(Region pointing data)
+---+

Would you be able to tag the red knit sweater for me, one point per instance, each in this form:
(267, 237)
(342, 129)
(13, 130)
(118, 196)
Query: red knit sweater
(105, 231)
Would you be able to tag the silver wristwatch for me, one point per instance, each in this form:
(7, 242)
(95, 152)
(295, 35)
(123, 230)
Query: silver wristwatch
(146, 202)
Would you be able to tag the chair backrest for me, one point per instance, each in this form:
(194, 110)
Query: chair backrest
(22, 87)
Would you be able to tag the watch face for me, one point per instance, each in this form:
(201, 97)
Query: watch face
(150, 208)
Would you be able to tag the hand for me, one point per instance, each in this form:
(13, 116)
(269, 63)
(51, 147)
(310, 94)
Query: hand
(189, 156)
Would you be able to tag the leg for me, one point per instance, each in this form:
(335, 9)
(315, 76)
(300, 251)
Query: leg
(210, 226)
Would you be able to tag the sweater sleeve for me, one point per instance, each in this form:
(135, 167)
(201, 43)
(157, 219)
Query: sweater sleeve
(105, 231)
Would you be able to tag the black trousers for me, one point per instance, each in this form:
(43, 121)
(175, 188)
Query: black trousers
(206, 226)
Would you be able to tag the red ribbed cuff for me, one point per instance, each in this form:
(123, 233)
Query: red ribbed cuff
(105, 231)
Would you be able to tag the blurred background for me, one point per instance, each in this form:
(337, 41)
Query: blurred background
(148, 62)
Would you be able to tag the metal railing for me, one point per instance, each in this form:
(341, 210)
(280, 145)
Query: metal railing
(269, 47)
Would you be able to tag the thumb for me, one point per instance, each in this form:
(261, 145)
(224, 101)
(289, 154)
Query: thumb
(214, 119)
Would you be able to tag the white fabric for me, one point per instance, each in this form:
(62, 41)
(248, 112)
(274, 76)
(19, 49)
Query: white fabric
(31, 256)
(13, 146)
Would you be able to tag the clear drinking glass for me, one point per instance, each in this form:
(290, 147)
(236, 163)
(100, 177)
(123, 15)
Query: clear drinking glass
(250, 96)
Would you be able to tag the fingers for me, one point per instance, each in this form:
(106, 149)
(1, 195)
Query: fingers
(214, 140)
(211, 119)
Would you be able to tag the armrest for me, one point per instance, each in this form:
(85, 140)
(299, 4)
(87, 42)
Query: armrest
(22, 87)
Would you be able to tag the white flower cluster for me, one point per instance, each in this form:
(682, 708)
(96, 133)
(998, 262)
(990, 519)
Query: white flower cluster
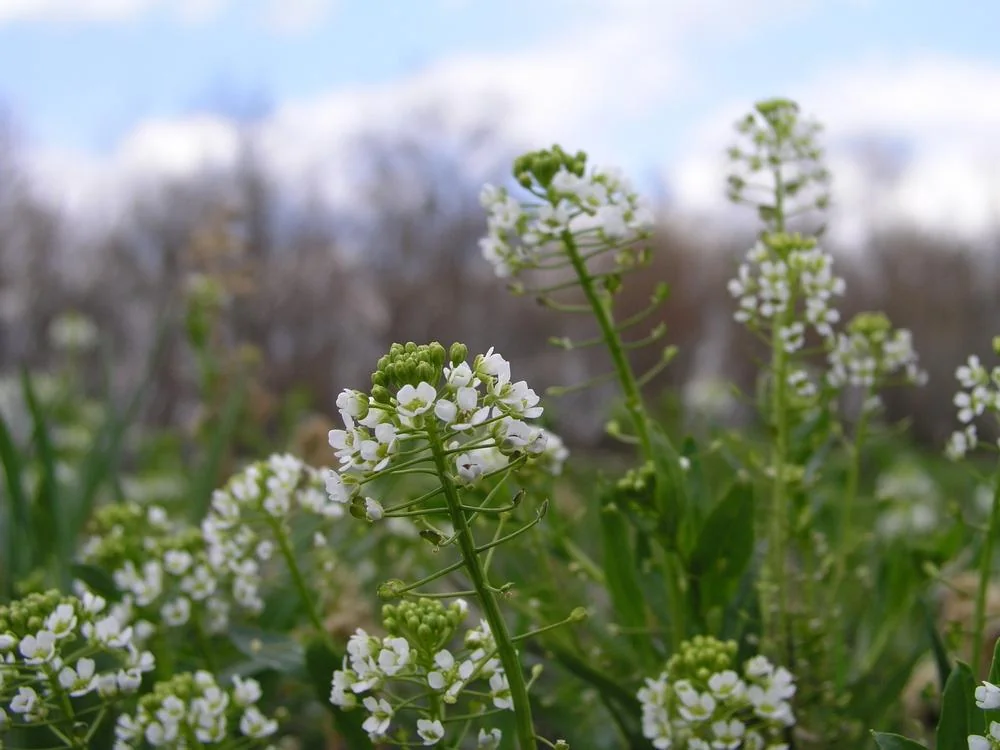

+---+

_Task brief_
What is needed here is an exact copy of the lines from the line containing "Would you be able to tag the white fabric" through the end of the records, with every picture left out.

_Solution for this exercise_
Would you be able to tag the white fabric for me, one point per instance, each in this form:
(62, 41)
(248, 112)
(274, 76)
(19, 49)
Query: white fabric
(31, 256)
(13, 146)
Would you be able to tag the clear drinking glass for me, one point per instance, each in this form:
(290, 147)
(236, 163)
(100, 177)
(123, 15)
Query: clear drinking glass
(250, 96)
Would you be able to tag the fingers for me, one point per instance, each in this form:
(106, 149)
(1, 195)
Query: fingers
(214, 140)
(211, 119)
Would you be able to tag the armrest for me, one point per instance, each in this form:
(85, 140)
(299, 4)
(87, 42)
Query: armrest
(22, 87)
Would you be able to tag the white flower cluster for me, one point per instance, each in this form:
(682, 708)
(96, 133)
(998, 262)
(990, 519)
Query: white flower cluster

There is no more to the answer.